-------- RECORDS FOR THIS TASK --------

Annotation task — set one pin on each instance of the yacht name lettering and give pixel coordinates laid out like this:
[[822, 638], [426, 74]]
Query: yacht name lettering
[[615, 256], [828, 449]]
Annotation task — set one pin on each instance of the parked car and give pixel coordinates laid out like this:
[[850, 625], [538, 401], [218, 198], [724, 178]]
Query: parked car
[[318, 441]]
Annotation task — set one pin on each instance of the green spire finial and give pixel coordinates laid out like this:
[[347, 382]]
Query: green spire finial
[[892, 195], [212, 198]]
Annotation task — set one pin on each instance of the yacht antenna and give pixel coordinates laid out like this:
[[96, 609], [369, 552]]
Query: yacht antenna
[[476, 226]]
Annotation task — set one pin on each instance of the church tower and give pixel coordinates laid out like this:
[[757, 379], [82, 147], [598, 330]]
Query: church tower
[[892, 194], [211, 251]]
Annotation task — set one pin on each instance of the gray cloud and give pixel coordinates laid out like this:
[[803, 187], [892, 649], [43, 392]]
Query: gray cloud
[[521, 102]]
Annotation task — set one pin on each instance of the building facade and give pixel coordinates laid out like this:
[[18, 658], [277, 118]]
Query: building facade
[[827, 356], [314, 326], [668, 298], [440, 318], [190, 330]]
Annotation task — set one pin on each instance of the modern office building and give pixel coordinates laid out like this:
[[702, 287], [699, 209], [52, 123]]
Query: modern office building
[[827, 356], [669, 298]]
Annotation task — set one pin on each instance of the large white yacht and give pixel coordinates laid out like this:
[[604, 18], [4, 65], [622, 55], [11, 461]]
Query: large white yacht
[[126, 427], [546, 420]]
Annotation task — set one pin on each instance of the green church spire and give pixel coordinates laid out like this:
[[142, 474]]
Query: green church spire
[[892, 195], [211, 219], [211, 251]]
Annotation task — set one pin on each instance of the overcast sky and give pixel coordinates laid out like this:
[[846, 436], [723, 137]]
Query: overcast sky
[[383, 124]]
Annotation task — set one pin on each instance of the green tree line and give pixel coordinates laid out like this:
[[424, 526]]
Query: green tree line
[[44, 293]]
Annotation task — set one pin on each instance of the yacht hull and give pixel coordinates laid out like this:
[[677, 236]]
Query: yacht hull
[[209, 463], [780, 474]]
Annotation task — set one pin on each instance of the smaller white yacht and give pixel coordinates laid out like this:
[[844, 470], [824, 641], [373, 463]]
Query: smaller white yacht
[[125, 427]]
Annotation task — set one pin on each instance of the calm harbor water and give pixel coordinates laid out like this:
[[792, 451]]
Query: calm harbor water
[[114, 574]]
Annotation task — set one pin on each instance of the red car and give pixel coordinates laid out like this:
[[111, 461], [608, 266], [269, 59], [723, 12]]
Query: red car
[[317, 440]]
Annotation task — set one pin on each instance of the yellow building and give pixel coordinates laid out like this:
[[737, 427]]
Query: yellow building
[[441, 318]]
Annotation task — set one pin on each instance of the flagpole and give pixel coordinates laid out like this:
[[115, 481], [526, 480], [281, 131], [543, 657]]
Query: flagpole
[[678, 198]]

--------

REQUIRED WORK:
Begin at the line that contains "of the yellow" and continue through the end of the listing, rewriting those lines with "flagpole" switched to "lamppost" and nothing else changed.

THE COMPLETED TASK:
Annotation task — set one pin on each instance of the yellow building and give pixel coordinates laid out like this:
[[737, 427]]
Query: yellow building
[[441, 318]]
Annotation task — set one pin on each instance of the lamppost and give pixel coordinates laid out like this:
[[115, 481], [526, 480], [281, 131], [543, 657]]
Query: lamppost
[[678, 198]]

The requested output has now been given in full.